▶ Work order: If you see a picture in the data below, omit it and copy the rest exactly.

▶ Data in this exercise:

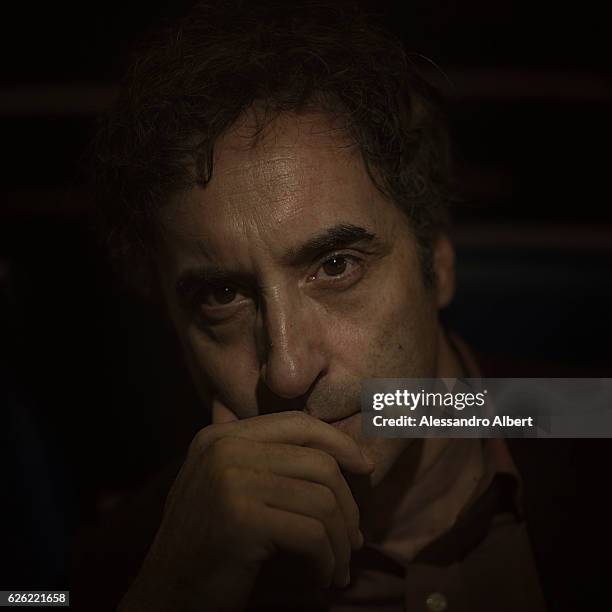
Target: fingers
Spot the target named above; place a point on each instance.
(311, 465)
(304, 536)
(315, 501)
(291, 427)
(221, 413)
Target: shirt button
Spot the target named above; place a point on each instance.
(436, 602)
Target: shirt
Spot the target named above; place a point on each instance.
(457, 540)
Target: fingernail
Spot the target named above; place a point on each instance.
(360, 538)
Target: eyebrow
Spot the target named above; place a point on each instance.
(336, 237)
(339, 236)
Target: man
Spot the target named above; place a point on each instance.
(281, 177)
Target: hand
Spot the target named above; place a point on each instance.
(248, 489)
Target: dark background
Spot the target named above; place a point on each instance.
(92, 394)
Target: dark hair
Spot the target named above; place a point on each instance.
(190, 82)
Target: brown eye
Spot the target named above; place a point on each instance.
(335, 266)
(223, 295)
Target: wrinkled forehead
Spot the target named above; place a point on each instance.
(300, 175)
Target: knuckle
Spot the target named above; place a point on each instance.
(329, 466)
(223, 449)
(203, 439)
(327, 501)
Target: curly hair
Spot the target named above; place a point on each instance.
(190, 82)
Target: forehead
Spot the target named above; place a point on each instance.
(301, 175)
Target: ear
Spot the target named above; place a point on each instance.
(221, 413)
(444, 267)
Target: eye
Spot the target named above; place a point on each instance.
(222, 295)
(339, 269)
(218, 302)
(335, 266)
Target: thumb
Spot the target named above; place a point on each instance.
(221, 413)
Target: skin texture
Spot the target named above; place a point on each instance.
(278, 338)
(296, 337)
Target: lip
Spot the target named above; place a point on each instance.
(340, 422)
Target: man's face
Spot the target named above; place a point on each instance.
(290, 279)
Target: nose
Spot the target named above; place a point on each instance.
(290, 345)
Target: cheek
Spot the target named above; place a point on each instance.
(232, 370)
(393, 334)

▶ Written solution:
Target: fingers
Spot the target named above; place a point on each instance.
(311, 465)
(304, 536)
(315, 501)
(291, 427)
(221, 413)
Target: shirt button
Spot the target named above; place a point on each instance.
(436, 602)
Target: shirt
Spot the target named above; place a point on each instance.
(457, 540)
Target: fingernail
Spot the target named above; place a point on each instance.
(360, 538)
Target: eyebrow
Spot the target named above; place a point on each instance.
(336, 237)
(339, 236)
Target: man
Spot the target named above; place a point on each instance.
(281, 177)
Target: hand
Spot the target named above; place a point on each instance.
(248, 489)
Target: dark background
Spot the target named above; place a point on each instance.
(92, 394)
Target: dark hair
Spot the target named above; place a point on each instance.
(190, 82)
Target: brown eye
Spot the target named above; place a point on each instance.
(335, 266)
(223, 295)
Target: wrinkled forehead
Spot the target named above; place a point on each instance.
(300, 175)
Target: knuckle
Spot the target named above; place a point on each instance.
(329, 466)
(223, 449)
(203, 439)
(327, 501)
Target: curly hair
Spot the target named above; place a point on each instance.
(190, 82)
Target: forehead
Spot the target named above; place a point on each instance.
(301, 175)
Target: ear
Spot the target named above; place a point on each instance.
(221, 413)
(444, 267)
Target: eye
Spot the target named above; place a point on each instance.
(222, 295)
(339, 269)
(218, 302)
(335, 266)
Target: thumb
Spot the target named above; place a point on each instance.
(221, 413)
Target: skin texture
Spot the target named above; place a point on each instance.
(278, 338)
(296, 337)
Target: lip
Spot the target named above; place a point on each instance.
(340, 422)
Target: man's face
Spot the target named above; place a point on each instance.
(290, 279)
Target: nose
Spot the target named above; place a point on each instance.
(290, 345)
Target: cheek
Spot the target named above; place a point on each instance.
(232, 370)
(393, 334)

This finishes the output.